---------- ENTRIES SUPPLIED

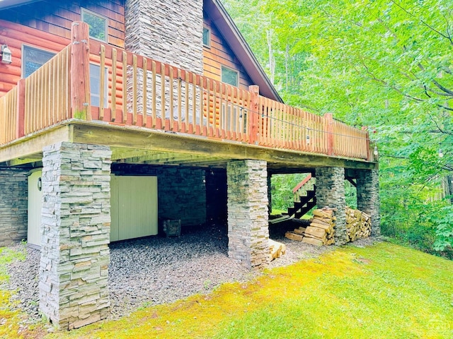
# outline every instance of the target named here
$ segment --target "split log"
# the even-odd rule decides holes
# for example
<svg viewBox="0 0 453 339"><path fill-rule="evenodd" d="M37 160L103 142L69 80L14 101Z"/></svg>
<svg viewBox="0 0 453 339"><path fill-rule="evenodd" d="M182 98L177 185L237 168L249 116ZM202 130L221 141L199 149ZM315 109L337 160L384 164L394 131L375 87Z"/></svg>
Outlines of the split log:
<svg viewBox="0 0 453 339"><path fill-rule="evenodd" d="M291 240L297 240L298 242L302 242L302 239L304 239L304 236L301 235L301 234L296 234L295 233L293 233L292 232L287 232L285 234L285 237L290 239Z"/></svg>
<svg viewBox="0 0 453 339"><path fill-rule="evenodd" d="M326 230L322 228L314 227L313 226L309 226L305 230L306 234L311 234L318 238L322 238L326 236Z"/></svg>
<svg viewBox="0 0 453 339"><path fill-rule="evenodd" d="M305 233L305 230L302 230L299 228L294 228L294 230L292 231L293 233L296 233L297 234L304 235Z"/></svg>
<svg viewBox="0 0 453 339"><path fill-rule="evenodd" d="M310 238L309 237L304 237L302 242L305 242L306 244L311 244L315 246L323 246L323 243L322 240L319 240L318 239Z"/></svg>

--------------------

#### TO BE DONE:
Can you turn all of the material above into a JSON list of strings, with one string per line, no blank lines, and the pictures left out?

#### REPLY:
[
  "# outline every instance of the target named here",
  "$ segment --target \"split log\"",
  "# the even-odd rule decides holes",
  "# for example",
  "<svg viewBox=\"0 0 453 339\"><path fill-rule=\"evenodd\" d=\"M37 160L103 142L69 80L14 101Z\"/></svg>",
  "<svg viewBox=\"0 0 453 339\"><path fill-rule=\"evenodd\" d=\"M182 98L177 185L237 168L249 116ZM202 130L221 141L199 149ZM315 109L337 160L384 164L394 131L375 87Z\"/></svg>",
  "Outlines of the split log:",
  "<svg viewBox=\"0 0 453 339\"><path fill-rule=\"evenodd\" d=\"M291 240L297 240L298 242L302 242L302 239L304 239L304 236L301 235L301 234L296 234L295 233L293 233L292 232L287 232L285 234L285 237L290 239Z\"/></svg>",
  "<svg viewBox=\"0 0 453 339\"><path fill-rule=\"evenodd\" d=\"M326 230L322 228L314 227L313 226L309 226L305 230L306 234L311 234L318 238L322 238L326 236Z\"/></svg>",
  "<svg viewBox=\"0 0 453 339\"><path fill-rule=\"evenodd\" d=\"M305 233L305 230L302 230L299 228L294 228L294 230L292 231L293 233L296 233L297 234L304 235Z\"/></svg>",
  "<svg viewBox=\"0 0 453 339\"><path fill-rule=\"evenodd\" d=\"M310 238L309 237L304 237L302 242L305 242L306 244L311 244L315 246L323 246L323 243L322 240L319 240L318 239Z\"/></svg>"
]